*WHAT YOU NEED TO DO*: Reproduce the data below verbatim, line for line, omitting the picture from your answer.

══ INPUT FOR THIS TASK ══

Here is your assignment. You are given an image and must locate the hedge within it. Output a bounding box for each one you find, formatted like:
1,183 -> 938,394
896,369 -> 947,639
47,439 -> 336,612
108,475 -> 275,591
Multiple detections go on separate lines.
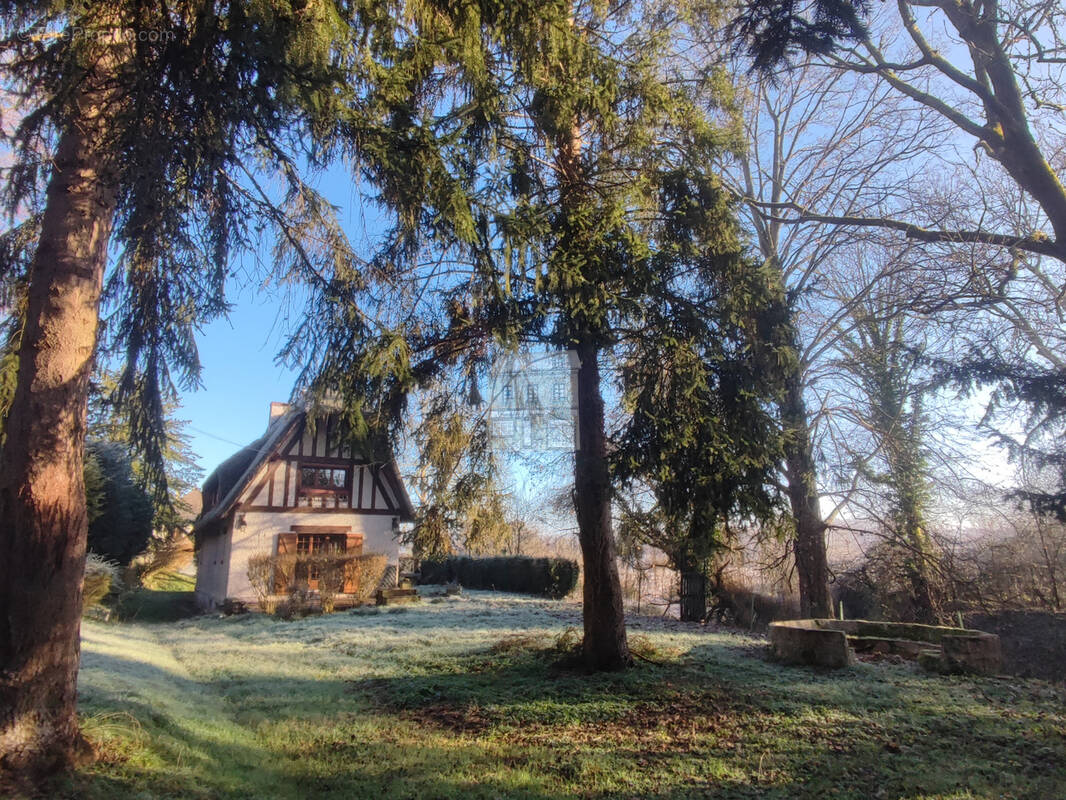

═══

*FINAL RESULT*:
Here is your assignment. You are given an image and must locate the hedge within it. Output a bounding box for each one you find, formatted like:
1,183 -> 938,394
896,369 -> 947,639
47,439 -> 336,612
108,475 -> 275,591
Multiple detections go on separate lines.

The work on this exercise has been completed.